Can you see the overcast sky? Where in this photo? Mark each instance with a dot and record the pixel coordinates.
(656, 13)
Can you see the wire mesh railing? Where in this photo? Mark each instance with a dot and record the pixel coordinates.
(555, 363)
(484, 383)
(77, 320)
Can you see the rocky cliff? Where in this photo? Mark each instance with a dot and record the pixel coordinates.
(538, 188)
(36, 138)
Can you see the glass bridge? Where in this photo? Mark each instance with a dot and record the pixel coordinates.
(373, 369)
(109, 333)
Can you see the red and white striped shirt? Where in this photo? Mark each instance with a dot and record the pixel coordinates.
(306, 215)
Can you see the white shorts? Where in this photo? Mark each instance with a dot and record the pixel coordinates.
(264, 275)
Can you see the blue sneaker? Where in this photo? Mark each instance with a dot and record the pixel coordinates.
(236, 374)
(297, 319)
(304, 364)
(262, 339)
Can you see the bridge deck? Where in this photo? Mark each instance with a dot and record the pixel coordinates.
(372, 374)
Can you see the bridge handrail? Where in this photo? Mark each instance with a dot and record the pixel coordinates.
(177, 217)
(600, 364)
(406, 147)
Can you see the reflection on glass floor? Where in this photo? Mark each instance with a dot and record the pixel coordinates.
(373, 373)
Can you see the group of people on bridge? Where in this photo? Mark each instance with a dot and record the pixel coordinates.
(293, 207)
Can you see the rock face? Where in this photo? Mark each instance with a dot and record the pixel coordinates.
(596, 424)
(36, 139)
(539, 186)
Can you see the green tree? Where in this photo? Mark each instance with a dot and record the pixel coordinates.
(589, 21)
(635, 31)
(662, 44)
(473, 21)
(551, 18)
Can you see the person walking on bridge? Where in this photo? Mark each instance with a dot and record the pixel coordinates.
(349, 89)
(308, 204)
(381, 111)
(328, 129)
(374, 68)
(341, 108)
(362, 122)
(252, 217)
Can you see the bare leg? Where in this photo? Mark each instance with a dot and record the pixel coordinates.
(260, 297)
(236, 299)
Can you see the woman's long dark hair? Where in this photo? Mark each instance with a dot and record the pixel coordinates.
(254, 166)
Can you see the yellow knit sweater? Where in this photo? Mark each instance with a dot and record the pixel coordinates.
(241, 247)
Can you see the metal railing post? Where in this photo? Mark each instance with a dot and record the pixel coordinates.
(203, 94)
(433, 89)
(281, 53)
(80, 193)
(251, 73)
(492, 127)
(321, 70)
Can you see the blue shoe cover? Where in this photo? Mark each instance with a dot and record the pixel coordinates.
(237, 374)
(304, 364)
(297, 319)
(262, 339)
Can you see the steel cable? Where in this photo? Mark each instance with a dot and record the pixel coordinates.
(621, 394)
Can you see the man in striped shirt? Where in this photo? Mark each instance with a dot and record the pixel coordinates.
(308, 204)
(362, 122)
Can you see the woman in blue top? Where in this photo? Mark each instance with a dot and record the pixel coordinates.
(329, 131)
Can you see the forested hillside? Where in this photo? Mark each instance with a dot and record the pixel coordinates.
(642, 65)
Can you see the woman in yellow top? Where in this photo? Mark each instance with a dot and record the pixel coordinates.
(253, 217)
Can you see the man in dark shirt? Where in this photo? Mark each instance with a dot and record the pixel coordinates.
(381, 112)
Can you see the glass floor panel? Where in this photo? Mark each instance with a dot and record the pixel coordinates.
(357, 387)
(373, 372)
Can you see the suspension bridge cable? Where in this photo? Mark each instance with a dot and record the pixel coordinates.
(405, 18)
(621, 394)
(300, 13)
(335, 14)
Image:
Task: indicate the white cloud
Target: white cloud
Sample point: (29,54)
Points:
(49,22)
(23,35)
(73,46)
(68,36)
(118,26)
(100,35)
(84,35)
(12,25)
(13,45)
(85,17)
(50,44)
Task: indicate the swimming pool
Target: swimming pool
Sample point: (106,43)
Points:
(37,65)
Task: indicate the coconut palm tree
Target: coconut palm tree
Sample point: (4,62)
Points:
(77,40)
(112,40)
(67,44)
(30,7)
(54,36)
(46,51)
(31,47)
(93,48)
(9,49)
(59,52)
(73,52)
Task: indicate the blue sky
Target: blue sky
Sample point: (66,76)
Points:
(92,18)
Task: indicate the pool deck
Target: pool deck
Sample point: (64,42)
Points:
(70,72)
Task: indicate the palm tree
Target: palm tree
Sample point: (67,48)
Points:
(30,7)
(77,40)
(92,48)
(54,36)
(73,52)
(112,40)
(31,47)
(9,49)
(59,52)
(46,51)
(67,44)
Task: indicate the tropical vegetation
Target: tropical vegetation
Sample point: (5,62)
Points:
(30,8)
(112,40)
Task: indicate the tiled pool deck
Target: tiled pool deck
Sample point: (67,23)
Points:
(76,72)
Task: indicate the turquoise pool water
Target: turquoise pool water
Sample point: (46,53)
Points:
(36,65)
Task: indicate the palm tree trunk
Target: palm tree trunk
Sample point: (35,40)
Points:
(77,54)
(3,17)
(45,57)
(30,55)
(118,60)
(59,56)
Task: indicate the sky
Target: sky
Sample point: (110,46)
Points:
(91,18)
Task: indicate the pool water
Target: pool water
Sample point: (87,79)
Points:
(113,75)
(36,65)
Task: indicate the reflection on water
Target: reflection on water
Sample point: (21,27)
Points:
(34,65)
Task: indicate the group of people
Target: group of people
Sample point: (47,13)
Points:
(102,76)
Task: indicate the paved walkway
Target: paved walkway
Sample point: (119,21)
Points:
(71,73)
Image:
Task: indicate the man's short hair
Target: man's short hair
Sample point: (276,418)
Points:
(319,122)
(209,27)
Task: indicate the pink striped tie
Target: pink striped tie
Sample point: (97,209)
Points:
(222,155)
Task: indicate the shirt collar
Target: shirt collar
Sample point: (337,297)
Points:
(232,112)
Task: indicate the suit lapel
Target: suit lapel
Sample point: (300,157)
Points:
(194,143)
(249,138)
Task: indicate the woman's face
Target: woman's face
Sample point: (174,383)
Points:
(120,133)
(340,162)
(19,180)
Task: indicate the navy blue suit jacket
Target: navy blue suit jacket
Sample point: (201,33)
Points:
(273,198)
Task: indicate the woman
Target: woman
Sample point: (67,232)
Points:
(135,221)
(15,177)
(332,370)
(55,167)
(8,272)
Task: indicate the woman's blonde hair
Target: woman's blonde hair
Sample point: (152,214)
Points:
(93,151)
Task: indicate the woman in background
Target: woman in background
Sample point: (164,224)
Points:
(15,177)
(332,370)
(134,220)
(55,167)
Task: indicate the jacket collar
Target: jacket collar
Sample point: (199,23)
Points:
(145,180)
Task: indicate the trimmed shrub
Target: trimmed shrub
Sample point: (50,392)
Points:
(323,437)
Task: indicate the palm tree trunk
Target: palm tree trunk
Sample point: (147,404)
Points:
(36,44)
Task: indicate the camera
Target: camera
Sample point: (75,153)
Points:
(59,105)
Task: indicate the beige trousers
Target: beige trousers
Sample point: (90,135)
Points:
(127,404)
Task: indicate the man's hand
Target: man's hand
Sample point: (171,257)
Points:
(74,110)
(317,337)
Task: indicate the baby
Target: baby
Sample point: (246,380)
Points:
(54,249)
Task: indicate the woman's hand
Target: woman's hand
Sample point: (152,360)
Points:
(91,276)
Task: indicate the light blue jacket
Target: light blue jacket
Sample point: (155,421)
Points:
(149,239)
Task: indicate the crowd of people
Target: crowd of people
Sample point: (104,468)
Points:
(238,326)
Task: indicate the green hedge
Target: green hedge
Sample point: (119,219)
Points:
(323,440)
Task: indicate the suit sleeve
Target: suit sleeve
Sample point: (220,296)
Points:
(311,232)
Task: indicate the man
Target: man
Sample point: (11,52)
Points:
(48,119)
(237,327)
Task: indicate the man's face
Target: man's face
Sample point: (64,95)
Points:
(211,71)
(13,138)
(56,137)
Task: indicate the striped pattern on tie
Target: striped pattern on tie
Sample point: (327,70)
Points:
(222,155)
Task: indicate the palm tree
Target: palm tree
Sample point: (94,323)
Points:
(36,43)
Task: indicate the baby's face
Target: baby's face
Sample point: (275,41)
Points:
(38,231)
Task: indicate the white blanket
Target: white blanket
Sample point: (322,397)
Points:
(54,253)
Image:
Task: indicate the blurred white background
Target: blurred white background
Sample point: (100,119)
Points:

----

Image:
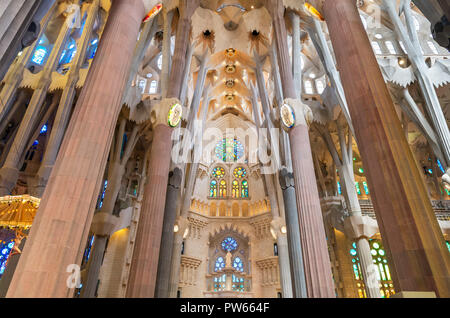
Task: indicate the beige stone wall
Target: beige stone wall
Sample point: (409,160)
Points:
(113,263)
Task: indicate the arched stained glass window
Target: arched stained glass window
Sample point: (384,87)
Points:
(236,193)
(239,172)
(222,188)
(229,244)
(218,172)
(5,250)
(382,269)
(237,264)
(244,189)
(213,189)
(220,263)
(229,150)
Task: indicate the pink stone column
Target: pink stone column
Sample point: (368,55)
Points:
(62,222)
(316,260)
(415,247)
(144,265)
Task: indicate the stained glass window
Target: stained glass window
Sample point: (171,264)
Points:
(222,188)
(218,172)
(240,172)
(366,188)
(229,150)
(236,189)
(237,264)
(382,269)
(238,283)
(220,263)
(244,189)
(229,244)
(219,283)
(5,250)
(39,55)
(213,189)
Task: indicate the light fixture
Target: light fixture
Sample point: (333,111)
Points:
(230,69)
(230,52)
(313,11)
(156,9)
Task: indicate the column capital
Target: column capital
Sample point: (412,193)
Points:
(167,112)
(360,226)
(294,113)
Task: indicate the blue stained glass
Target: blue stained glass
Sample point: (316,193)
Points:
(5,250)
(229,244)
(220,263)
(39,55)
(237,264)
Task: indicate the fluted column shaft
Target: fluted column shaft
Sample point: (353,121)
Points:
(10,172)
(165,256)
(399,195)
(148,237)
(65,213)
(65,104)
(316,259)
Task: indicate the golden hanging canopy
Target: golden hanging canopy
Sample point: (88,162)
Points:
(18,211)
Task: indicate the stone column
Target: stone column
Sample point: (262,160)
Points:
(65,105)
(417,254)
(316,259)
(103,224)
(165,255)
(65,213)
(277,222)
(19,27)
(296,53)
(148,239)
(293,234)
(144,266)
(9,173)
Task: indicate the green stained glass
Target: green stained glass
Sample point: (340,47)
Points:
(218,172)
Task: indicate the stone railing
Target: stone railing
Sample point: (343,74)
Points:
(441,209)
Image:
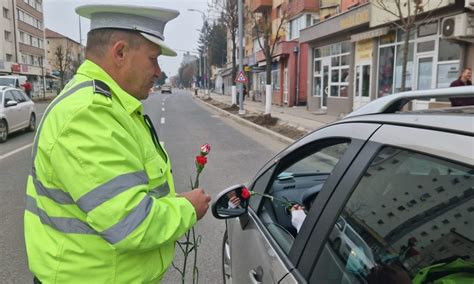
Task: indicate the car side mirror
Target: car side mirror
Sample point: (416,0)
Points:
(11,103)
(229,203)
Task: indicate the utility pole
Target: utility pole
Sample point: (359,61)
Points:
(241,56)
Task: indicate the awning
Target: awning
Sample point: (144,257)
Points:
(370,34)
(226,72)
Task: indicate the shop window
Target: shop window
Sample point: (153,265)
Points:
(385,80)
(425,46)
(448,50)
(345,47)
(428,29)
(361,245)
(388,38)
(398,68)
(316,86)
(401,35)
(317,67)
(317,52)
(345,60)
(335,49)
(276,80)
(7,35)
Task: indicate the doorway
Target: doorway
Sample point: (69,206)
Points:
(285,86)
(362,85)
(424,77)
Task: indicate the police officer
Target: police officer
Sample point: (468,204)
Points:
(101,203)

----

• The task
From the listing above, return the lines starting at the one with "Sample point: (199,23)" and ending at the one with "Target: camera", both kept, exactly as they appear and nothing more.

• Solution to this problem
Sample point: (199,23)
Points:
(145,180)
Task: indicate the trimmed shrub
Target: trimmed shrub
Sample point: (50,392)
Points:
(323,437)
Task: indicate the palm tree trunk
Target: palm tree trunk
Sample point: (147,404)
Points:
(36,44)
Task: indicate the camera
Target: camera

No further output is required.